Selected extract:

■ ■ ■ ■ ■ ■ ■

The Product Space
The Product Space is a network that formalizes the idea of relatedness between products traded in the global economy. The network first appeared in the July 2007 issue of Science in the article "The Product Space Conditions the Development of Nations,"[1] written by César Hidalgo, Bailey Klinger, Ricardo Hausmann, and Albert-László Barabási. The Product Space network has considerable implications for economic policy, as its structure helps elucidate why some countries undergo steady economic growth while others become stagnant and are unable to develop. The concept has been further developed and extended by the The Observatory of Economic Complexity, through visualizations such as the Product Exports Treemaps and new indexes such as the Economic Complexity Index (ECI), which have been condensed into the Atlas of Economic Complexity.[2] From the new analytic tools developed, Hausmann, Hidalgo and their team have been able to elaborate predictions of future economic growth.

■ ■ ■ ■ ■ ■ ■

Dataset entries:
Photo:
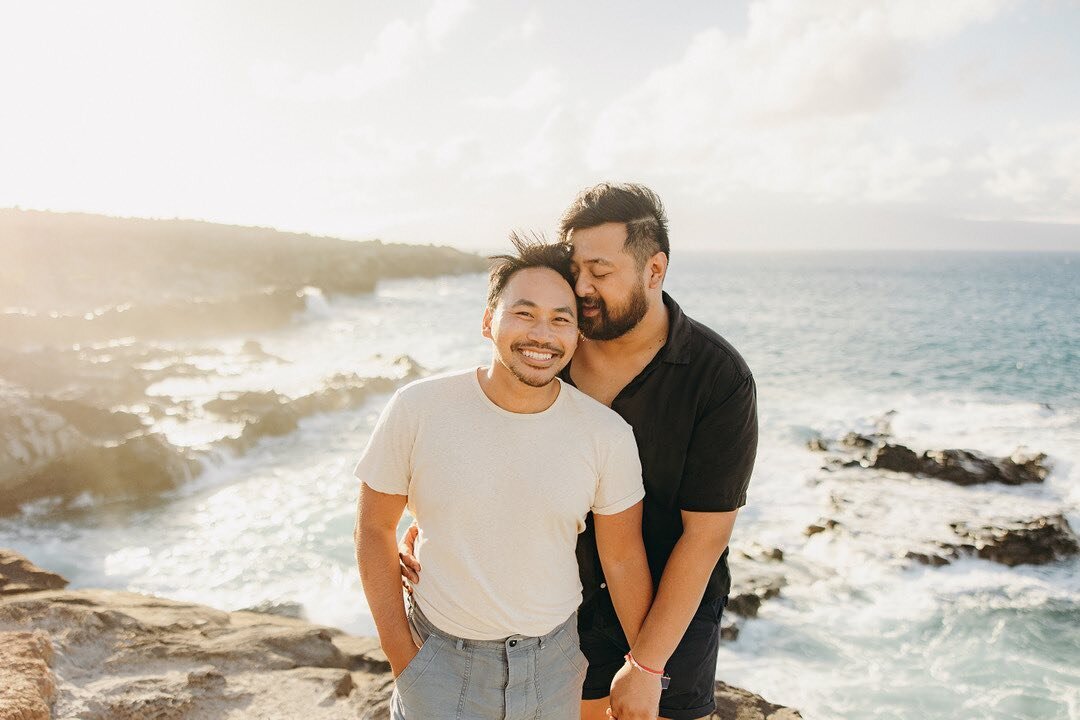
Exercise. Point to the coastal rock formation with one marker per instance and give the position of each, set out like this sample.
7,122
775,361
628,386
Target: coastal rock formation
17,574
954,465
750,592
52,448
123,655
170,279
27,685
1034,541
743,705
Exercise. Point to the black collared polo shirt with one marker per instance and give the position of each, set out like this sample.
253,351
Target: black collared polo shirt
693,410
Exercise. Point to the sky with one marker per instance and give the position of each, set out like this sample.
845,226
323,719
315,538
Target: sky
768,124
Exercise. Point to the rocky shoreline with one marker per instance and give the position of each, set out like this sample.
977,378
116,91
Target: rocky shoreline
78,354
97,654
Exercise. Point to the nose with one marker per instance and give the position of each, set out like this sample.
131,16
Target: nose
541,331
582,287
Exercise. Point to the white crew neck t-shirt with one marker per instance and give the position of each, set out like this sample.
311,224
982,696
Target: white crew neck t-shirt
500,499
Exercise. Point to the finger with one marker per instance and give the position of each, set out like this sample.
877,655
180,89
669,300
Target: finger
409,560
409,572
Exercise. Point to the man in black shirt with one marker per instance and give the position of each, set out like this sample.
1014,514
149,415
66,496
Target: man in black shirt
692,404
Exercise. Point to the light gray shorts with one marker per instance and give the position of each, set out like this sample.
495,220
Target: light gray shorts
516,678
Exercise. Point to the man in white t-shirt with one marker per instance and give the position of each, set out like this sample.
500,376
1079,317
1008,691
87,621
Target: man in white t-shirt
500,465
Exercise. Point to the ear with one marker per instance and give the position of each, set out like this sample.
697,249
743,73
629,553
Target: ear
657,270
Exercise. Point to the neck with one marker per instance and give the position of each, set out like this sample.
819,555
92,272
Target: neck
647,337
503,389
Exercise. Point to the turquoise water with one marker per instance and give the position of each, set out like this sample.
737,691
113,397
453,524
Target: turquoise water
969,350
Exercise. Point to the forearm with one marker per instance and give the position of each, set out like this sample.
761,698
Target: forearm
379,573
630,584
678,596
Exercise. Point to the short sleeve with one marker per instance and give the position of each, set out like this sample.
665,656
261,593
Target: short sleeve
619,486
723,447
386,464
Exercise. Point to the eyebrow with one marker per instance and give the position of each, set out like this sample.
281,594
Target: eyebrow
528,303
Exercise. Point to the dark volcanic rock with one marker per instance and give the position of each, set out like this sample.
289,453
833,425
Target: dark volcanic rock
970,467
821,526
895,458
244,405
121,655
94,422
17,574
135,467
1036,541
751,591
738,704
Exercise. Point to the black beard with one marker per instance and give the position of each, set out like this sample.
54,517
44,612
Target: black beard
609,325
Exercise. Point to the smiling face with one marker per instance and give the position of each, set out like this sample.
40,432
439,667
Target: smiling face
610,285
534,326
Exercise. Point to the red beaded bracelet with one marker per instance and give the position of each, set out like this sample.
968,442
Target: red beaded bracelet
664,678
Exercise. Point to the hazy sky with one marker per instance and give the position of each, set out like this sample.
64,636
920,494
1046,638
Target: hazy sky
770,123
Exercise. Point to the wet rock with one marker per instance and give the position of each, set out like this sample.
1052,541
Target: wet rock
247,405
17,574
751,591
934,559
254,349
27,685
744,705
125,655
744,603
821,526
135,467
895,458
856,442
283,609
1035,541
756,552
971,467
94,422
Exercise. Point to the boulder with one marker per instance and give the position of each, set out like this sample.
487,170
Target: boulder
122,655
895,458
738,704
1035,541
971,467
17,574
27,685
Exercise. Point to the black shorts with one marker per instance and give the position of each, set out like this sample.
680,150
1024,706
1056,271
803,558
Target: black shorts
692,666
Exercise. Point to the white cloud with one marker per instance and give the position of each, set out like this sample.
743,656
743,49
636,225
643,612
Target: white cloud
541,89
796,107
444,17
387,59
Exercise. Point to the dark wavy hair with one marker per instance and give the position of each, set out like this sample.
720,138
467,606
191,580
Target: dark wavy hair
531,252
635,205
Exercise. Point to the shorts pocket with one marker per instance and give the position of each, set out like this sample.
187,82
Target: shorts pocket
570,647
419,663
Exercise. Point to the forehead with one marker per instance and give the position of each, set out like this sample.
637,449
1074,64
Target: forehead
542,286
604,242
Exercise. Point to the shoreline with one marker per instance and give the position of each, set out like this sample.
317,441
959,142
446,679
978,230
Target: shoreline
98,654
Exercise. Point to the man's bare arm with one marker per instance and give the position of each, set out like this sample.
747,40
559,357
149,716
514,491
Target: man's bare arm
376,538
704,539
625,567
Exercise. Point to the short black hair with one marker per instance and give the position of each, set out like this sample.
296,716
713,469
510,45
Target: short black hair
531,252
630,203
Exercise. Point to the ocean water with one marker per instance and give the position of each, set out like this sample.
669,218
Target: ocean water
977,351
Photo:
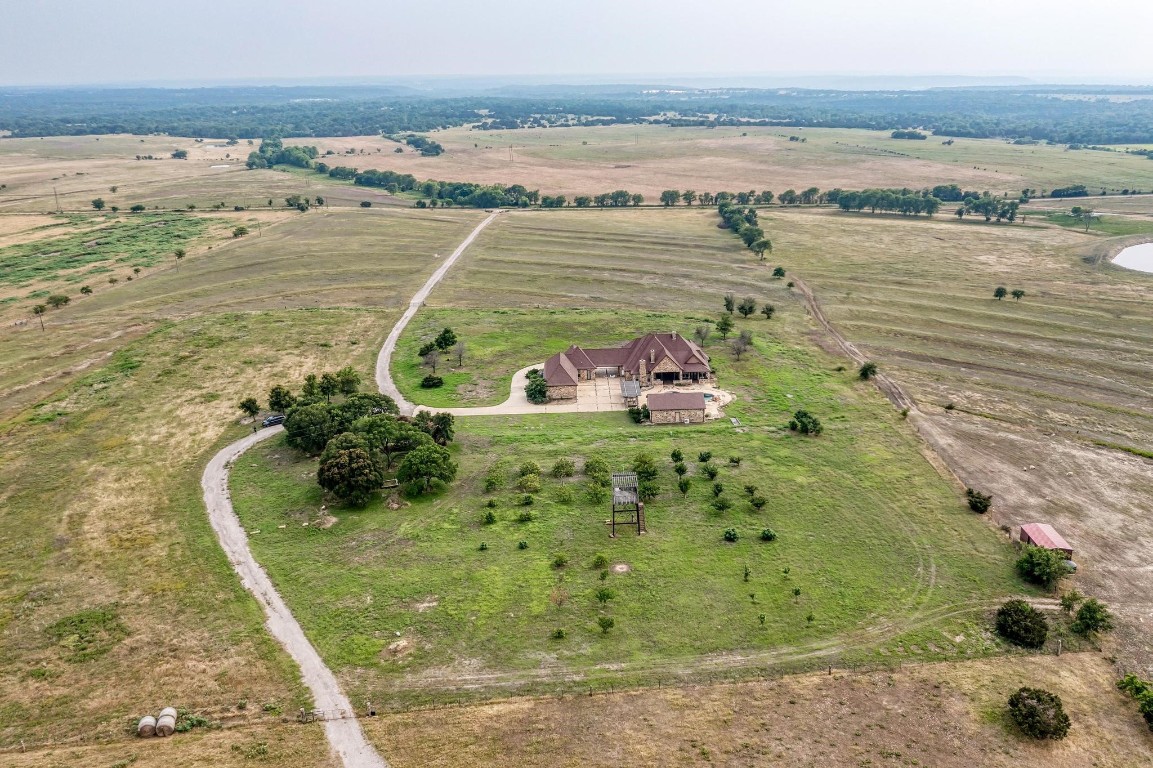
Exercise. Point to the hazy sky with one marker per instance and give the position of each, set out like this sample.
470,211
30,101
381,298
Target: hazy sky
53,42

■ ■ ■ ■ ■ ■ ■

Goals:
[1] According to the Product Space passage, in which publication and issue did the network first appear?
[2] Continue the Product Space passage from its last sentence.

Results for each task:
[1] The July 2007 issue of Science.

[2]
Background
Conventional economic development theory has been unable to decipher the role of various product types in a country's economic performance.[3][4][5] Traditional ideals suggest that industrialization causes a “spillover” effect to new products, fostering subsequent growth. This idea, however, had not been incorporated in any formal economic models. The two prevailing approaches explaining a country’s economy focus on (a) the country’s relative proportion of capital and other productive factors[6] or (b) differences in technological capabilities and what underlies them.[7] These theories fail to capture inherent commonalities among products, which undoubtedly contribute to a country’s pattern of growth. The Product Space presents a novel approach to this problem, formalizing the intuitive idea that a country which exports bananas is more likely to next export mangoes than it is to export jet engines, for example.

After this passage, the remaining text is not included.